**Prompt 1**: According to the NeMo Curator text processing guide, which filter ensures proper sentence structure?
**Prompt 2**: Name every filter that the NeMo Curator text processing guide lists under "Essential Quality Filters."

**Page text**:

....................

About NeMo CuratorConceptsText ConceptsData

Text Processing Concepts

View as Markdown

This guide covers the most common text processing workflows in NVIDIA NeMo Curator, based on real-world usage patterns from production data curation pipelines.

Most Common Workflows

The majority of NeMo Curator users follow these core workflows, typically in this order:

1. Quality Filtering

Most users start with basic quality filtering using heuristic filters to remove low-quality content:

Essential Quality Filters:

  • WordCountFilter - Remove too short/long documents
  • NonAlphaNumericFilter - Remove symbol-heavy content
  • RepeatedLinesFilter - Remove if content is too repetitive
  • PunctuationFilter - Ensure proper sentence structure
  • BoilerPlateStringFilter - Remove if content contains too much template/boilerplate text

2. Content Cleaning and Modification

Basic text normalization and cleaning operations:

Common Cleaning Steps:

  • UnicodeReformatter - Normalize Unicode characters
  • NewlineNormalizer - Standardize line breaks
  • Basic HTML/markup removal

3. Deduplication

Remove duplicate and near-duplicate content. For comprehensive coverage of all deduplication approaches, refer to Curator’s Deduplication Concepts.

Exact Deduplication

Remove identical documents, especially useful for smaller datasets:

Implementation: MD5 or SHA-256 hashing for document identification

Fuzzy Deduplication

For production datasets, fuzzy deduplication is essential to remove near-duplicate content across sources:

Key Components:

  • Ray distributed computing framework for scalability
  • Connected components clustering for duplicate identification

Semantic Deduplication

Remove semantically similar content using embeddings for more sophisticated duplicate detection.

....................

[Data records]
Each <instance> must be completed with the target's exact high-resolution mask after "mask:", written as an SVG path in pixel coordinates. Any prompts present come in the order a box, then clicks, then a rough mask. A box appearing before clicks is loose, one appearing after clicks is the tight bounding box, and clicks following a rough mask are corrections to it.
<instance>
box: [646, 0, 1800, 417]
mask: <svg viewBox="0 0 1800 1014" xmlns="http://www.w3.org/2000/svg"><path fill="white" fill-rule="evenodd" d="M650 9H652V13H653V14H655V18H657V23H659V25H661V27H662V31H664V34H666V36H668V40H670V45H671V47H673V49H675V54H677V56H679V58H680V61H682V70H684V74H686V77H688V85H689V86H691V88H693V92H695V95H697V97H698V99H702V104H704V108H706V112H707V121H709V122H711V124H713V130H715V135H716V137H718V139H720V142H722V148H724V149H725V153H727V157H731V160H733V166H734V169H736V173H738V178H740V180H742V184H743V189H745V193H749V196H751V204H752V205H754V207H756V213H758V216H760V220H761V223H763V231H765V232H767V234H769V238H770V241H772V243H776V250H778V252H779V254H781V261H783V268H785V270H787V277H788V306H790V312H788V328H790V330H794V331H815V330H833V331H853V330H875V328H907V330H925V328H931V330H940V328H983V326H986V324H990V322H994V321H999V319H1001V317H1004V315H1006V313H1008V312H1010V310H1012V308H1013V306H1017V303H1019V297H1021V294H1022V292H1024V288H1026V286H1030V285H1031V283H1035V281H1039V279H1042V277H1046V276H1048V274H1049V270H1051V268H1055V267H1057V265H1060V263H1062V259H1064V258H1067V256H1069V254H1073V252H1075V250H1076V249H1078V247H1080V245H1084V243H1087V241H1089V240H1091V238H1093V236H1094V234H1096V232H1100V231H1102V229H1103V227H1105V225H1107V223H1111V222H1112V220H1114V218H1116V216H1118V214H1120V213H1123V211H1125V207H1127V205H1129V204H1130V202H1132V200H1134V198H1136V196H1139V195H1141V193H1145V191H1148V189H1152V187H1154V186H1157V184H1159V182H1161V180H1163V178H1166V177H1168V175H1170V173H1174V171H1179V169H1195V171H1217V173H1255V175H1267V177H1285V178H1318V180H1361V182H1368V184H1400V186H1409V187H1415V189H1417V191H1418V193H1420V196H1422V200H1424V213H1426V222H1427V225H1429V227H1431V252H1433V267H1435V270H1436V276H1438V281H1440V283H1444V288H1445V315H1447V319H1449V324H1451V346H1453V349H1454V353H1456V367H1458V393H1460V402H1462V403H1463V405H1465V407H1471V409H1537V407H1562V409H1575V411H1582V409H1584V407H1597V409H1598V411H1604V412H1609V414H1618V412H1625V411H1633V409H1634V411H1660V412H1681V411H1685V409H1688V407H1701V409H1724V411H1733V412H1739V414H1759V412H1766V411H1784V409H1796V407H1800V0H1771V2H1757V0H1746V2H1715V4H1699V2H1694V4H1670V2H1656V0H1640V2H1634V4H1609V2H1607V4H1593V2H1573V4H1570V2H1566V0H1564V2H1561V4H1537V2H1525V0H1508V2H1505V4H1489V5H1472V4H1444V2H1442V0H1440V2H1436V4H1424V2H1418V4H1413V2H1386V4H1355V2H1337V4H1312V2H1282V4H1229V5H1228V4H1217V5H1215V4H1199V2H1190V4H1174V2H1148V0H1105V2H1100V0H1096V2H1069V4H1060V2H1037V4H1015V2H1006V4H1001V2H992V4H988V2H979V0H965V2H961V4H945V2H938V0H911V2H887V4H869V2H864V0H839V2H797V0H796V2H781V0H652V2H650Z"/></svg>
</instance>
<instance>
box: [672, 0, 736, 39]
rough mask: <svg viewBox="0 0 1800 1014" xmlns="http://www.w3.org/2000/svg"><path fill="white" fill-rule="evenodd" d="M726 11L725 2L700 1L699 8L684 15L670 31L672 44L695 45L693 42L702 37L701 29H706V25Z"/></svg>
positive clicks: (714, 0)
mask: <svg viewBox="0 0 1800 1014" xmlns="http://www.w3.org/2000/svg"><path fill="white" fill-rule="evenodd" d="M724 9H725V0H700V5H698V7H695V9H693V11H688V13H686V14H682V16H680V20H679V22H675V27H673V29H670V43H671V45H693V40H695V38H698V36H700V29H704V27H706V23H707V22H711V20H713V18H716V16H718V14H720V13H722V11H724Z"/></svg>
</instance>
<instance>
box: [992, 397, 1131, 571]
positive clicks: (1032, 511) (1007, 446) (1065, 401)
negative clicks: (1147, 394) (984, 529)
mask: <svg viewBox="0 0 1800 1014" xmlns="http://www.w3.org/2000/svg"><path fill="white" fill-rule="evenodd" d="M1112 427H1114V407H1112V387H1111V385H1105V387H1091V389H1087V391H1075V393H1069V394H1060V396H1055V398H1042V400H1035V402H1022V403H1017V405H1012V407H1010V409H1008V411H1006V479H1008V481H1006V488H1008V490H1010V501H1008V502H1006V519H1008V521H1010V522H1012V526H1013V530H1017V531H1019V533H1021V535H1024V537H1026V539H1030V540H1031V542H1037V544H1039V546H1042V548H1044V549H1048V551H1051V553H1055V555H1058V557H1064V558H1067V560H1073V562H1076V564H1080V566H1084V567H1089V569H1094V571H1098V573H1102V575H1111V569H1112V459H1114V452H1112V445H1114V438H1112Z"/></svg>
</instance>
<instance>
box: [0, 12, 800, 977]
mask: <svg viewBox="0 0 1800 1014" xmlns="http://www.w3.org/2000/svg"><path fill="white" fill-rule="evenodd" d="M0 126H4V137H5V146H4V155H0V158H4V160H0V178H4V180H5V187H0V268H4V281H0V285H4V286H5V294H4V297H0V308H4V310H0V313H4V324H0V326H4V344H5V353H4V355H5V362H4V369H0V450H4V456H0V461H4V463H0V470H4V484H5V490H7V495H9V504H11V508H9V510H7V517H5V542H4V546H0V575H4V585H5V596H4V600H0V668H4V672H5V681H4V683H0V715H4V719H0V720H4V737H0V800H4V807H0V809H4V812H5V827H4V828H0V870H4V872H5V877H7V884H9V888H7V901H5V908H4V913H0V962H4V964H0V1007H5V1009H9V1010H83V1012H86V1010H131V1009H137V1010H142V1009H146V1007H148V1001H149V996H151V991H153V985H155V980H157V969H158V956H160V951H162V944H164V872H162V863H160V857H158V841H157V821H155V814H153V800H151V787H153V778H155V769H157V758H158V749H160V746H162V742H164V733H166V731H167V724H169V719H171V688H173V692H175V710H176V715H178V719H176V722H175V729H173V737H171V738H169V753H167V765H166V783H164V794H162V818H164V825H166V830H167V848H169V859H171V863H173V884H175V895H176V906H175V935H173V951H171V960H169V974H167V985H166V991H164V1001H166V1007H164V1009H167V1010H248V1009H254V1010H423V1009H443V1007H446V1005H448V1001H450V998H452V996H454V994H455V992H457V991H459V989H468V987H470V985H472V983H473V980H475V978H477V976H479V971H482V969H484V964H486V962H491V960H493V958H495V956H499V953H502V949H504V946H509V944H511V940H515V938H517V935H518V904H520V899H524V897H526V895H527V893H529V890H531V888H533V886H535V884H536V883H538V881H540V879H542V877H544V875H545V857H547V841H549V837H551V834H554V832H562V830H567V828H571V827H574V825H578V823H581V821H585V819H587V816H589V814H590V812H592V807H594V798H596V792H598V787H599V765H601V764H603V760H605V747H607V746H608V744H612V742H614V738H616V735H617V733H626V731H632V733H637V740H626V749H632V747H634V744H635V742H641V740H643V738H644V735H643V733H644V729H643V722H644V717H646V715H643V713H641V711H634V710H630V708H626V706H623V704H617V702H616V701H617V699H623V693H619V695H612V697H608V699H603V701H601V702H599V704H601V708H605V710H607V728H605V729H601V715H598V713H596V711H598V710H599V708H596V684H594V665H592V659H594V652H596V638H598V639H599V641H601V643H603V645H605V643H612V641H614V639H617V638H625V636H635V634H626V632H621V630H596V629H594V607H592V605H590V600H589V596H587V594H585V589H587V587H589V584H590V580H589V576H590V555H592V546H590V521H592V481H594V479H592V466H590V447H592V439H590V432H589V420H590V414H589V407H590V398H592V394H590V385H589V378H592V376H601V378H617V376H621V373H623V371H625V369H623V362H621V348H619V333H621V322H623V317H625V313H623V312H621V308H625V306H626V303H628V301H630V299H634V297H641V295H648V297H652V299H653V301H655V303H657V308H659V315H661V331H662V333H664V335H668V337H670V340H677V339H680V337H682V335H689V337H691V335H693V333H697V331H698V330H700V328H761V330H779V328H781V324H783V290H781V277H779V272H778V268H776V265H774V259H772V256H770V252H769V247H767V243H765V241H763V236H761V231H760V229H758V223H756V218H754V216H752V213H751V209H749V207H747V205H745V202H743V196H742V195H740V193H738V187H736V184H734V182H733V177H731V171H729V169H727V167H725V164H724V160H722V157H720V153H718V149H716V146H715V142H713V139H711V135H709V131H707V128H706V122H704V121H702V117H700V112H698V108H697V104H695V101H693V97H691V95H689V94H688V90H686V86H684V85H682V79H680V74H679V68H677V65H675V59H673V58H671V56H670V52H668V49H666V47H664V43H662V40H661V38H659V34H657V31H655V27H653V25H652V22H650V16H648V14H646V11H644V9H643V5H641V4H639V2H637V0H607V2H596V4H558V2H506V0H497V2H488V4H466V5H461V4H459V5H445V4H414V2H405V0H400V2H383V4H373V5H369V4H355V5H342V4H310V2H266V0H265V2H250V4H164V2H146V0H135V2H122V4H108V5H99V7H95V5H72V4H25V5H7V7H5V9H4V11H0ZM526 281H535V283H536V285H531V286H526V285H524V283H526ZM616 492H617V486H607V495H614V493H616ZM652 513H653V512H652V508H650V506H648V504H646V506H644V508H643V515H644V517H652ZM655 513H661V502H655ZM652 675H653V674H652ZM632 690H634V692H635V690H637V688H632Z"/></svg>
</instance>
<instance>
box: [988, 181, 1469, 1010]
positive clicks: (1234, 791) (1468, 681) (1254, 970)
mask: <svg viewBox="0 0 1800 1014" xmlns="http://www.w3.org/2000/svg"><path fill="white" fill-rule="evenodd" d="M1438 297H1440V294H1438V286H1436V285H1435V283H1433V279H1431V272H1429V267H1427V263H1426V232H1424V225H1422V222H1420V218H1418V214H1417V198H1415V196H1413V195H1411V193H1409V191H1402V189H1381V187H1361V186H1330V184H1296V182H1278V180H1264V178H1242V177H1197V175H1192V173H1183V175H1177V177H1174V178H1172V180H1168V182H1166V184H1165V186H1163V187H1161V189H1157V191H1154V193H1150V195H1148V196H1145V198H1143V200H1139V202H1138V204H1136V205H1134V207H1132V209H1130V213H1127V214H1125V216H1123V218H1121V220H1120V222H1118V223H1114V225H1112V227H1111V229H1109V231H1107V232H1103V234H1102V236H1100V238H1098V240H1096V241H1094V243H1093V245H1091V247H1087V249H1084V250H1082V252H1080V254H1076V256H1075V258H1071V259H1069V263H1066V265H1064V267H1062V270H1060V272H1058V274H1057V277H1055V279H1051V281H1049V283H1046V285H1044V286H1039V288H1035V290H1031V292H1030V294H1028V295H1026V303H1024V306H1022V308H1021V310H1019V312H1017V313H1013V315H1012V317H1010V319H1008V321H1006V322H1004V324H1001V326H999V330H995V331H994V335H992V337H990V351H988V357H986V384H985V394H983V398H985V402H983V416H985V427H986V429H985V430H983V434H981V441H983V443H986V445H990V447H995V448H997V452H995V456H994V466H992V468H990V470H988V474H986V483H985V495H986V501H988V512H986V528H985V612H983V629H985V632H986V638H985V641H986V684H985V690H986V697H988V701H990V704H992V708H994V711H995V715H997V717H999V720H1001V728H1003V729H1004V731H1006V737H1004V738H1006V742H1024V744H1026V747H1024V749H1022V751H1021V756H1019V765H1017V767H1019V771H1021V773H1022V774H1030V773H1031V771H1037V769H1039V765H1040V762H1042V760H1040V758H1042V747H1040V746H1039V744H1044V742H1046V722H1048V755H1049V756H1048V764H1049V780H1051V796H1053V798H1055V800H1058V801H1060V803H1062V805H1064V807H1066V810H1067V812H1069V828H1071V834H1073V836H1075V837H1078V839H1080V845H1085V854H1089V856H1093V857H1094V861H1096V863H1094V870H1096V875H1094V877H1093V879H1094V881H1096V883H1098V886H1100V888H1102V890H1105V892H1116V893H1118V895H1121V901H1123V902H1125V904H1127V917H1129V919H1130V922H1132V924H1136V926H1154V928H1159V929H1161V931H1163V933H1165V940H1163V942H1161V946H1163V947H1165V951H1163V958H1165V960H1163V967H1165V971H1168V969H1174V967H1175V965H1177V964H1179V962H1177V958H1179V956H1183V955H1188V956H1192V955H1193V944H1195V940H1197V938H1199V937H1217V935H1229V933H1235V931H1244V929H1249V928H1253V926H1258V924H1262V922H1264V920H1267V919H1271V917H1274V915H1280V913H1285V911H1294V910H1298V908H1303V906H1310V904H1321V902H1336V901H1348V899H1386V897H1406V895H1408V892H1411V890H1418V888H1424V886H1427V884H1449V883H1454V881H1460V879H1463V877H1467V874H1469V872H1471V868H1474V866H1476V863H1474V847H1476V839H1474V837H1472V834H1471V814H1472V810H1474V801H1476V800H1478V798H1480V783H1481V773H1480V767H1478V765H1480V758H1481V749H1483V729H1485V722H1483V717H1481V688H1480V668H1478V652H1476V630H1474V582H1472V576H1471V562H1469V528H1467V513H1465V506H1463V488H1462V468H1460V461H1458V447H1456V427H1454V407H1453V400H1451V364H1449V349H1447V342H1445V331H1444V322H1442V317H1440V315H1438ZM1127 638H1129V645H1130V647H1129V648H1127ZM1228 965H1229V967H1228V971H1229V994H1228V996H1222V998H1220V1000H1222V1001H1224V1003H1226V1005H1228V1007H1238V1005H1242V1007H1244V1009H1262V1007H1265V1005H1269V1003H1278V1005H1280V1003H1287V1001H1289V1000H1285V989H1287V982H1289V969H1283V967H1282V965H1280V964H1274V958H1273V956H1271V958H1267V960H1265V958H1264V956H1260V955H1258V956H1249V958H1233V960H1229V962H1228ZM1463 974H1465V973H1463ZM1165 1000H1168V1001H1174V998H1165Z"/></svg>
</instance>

....................

**Exercise output 1**: PunctuationFilter

**Exercise output 2**: WordCountFilter, NonAlphaNumericFilter, RepeatedLinesFilter, PunctuationFilter, BoilerPlateStringFilter